## Your goal
Gather every line in the listing below that contains the word "rough", and copy each of those lines out in full.

## Provided records
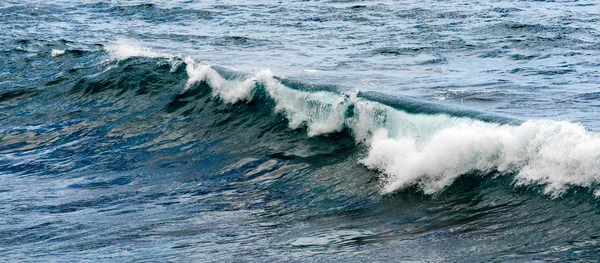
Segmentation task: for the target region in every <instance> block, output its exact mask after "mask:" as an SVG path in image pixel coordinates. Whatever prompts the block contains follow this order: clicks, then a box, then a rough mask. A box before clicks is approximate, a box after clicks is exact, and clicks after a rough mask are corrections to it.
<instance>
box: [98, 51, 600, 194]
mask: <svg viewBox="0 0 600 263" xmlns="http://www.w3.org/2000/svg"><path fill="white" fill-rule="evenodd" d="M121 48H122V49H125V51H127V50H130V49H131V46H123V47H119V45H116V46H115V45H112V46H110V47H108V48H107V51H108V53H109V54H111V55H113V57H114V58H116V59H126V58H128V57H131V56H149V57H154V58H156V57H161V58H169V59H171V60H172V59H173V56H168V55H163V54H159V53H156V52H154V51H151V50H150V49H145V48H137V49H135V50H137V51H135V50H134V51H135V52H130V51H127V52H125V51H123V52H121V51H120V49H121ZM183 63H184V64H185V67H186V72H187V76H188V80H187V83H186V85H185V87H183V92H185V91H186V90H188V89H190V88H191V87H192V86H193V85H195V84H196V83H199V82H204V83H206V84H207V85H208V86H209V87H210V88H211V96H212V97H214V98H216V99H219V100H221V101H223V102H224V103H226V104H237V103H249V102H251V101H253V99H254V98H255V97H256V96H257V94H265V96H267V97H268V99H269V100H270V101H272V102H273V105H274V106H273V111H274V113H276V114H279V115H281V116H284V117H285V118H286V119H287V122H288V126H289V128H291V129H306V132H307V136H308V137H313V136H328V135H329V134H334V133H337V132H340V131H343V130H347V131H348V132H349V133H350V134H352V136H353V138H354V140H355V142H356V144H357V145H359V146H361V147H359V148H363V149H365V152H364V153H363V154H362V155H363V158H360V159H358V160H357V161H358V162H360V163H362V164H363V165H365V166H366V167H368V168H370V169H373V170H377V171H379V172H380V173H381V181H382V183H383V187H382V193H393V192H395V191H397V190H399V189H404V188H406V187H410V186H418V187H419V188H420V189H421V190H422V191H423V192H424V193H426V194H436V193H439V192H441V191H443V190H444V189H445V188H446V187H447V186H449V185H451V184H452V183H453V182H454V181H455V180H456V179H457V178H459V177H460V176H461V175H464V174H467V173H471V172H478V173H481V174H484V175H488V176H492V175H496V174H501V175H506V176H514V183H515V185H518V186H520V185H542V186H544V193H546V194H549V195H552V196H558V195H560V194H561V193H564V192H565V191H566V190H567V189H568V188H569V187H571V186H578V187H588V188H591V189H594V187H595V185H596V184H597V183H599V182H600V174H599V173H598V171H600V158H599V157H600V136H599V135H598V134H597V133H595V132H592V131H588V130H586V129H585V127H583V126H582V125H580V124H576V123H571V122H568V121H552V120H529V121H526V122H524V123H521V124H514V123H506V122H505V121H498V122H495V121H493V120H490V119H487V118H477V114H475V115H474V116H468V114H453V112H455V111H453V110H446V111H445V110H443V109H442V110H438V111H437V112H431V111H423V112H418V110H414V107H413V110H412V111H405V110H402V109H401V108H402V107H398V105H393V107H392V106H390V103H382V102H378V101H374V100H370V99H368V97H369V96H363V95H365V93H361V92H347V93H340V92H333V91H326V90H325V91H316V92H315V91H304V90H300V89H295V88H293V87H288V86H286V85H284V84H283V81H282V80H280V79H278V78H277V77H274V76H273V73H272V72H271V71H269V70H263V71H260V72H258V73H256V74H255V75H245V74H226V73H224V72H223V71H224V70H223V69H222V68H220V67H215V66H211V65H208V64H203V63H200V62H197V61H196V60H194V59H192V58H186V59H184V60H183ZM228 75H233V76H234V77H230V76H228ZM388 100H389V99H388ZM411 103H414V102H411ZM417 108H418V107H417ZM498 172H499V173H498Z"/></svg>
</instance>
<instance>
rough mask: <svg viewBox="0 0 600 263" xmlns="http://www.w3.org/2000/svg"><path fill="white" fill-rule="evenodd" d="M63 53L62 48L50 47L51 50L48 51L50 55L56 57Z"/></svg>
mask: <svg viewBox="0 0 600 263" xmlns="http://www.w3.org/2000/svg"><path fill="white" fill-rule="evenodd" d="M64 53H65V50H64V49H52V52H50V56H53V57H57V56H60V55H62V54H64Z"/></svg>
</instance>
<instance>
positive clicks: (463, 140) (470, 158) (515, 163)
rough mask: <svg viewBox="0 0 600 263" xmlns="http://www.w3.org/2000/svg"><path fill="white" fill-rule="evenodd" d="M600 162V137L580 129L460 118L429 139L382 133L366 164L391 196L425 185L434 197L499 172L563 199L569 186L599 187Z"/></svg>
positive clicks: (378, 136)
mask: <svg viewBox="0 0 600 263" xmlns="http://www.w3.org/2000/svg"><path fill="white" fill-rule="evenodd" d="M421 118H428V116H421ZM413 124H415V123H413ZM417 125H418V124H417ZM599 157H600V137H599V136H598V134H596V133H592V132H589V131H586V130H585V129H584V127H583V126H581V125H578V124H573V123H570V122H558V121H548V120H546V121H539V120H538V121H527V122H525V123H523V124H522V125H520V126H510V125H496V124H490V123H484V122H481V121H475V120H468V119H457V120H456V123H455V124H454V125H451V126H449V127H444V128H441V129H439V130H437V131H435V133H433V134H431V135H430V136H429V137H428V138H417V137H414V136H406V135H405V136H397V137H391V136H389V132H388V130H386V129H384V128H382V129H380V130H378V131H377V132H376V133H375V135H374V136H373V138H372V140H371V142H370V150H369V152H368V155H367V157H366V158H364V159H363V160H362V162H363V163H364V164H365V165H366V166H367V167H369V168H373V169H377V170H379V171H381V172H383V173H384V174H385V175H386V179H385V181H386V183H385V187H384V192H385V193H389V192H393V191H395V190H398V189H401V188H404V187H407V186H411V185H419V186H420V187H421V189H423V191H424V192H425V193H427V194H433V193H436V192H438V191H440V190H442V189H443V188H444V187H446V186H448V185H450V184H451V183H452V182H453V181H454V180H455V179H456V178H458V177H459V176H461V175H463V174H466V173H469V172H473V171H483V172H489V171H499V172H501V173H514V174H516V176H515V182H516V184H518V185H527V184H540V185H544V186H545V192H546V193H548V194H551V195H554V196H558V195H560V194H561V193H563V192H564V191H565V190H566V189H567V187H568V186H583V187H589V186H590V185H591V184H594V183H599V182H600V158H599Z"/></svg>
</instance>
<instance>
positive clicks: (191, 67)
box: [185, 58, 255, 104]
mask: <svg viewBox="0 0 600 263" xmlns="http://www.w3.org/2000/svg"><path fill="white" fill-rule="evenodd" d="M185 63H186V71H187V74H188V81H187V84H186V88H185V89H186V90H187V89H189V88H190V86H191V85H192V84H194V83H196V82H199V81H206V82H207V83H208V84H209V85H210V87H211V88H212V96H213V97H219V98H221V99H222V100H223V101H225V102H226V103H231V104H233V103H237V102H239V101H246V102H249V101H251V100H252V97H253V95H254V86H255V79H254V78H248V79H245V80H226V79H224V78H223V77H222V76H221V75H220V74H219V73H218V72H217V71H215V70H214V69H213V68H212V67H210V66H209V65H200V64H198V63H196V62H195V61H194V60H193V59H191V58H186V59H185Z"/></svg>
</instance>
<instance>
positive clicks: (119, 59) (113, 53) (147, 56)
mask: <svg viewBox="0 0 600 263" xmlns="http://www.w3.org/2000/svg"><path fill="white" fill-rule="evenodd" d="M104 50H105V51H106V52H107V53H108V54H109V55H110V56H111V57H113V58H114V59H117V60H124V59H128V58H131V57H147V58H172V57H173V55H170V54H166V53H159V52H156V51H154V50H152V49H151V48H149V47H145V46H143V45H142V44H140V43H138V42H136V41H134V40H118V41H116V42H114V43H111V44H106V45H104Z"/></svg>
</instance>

## Output below
Segmentation task: for the target region in every <instance> block, output its exact mask after "mask:" as an SVG path in image pixel coordinates. Whatever prompts the block contains follow this order: clicks, then a box, then a rough mask. A box before clicks is approximate, a box after clicks is exact, and clicks after a rough mask are corrections to it.
rough mask: <svg viewBox="0 0 600 263" xmlns="http://www.w3.org/2000/svg"><path fill="white" fill-rule="evenodd" d="M63 53L62 48L50 47L51 50L48 51L50 55L56 57Z"/></svg>
rough mask: <svg viewBox="0 0 600 263" xmlns="http://www.w3.org/2000/svg"><path fill="white" fill-rule="evenodd" d="M600 162V137L580 129L460 118L429 139L382 133L366 164L391 196L425 185L434 197L499 172L563 199L569 186L599 187Z"/></svg>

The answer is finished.